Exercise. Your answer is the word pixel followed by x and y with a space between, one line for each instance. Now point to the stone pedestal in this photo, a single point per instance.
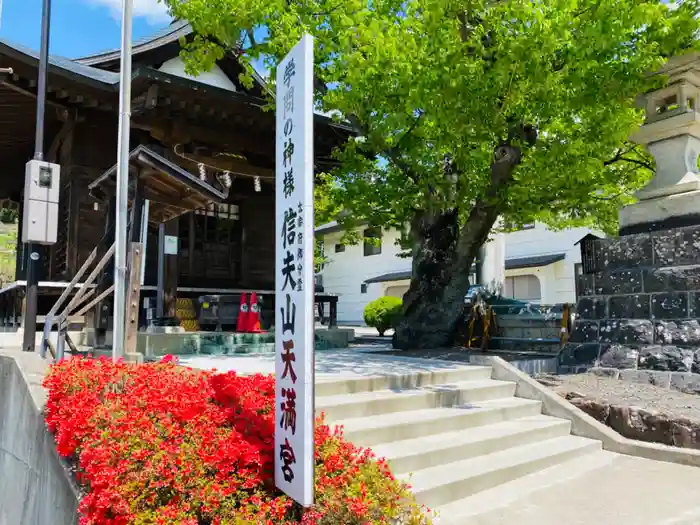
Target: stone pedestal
pixel 641 310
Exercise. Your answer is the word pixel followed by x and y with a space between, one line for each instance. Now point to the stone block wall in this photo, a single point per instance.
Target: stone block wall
pixel 642 308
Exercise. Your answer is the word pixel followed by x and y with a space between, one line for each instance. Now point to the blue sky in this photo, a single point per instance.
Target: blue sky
pixel 78 27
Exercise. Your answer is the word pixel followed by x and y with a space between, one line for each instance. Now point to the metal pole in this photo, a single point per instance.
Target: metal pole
pixel 144 238
pixel 120 275
pixel 34 257
pixel 160 294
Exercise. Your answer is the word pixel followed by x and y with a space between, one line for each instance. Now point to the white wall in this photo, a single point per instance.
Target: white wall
pixel 557 281
pixel 345 272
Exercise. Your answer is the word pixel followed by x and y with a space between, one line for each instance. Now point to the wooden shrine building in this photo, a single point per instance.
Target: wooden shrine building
pixel 211 126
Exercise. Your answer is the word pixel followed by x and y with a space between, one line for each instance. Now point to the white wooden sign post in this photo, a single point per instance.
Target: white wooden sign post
pixel 294 275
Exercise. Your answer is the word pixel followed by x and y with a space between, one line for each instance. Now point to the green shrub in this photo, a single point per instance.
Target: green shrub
pixel 383 313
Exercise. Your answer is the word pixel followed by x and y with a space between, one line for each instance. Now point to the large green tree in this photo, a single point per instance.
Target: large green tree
pixel 466 110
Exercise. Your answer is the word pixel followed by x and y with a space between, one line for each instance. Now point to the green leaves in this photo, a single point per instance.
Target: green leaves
pixel 424 79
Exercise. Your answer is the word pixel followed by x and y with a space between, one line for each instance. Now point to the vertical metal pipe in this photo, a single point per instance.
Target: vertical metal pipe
pixel 34 259
pixel 144 239
pixel 160 297
pixel 120 275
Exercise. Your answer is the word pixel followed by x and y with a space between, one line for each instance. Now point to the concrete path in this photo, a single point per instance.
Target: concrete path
pixel 330 364
pixel 602 488
pixel 478 455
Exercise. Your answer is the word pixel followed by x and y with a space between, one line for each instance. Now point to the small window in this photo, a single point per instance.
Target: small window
pixel 523 288
pixel 373 242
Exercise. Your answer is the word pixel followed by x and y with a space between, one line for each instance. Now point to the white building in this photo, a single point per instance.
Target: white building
pixel 541 265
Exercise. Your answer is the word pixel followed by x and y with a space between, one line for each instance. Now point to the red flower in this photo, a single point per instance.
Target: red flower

• **TASK**: Only a number is expected here: the count of lines with the string "flower" in the material above.

• **THE COMPLETED TASK**: 2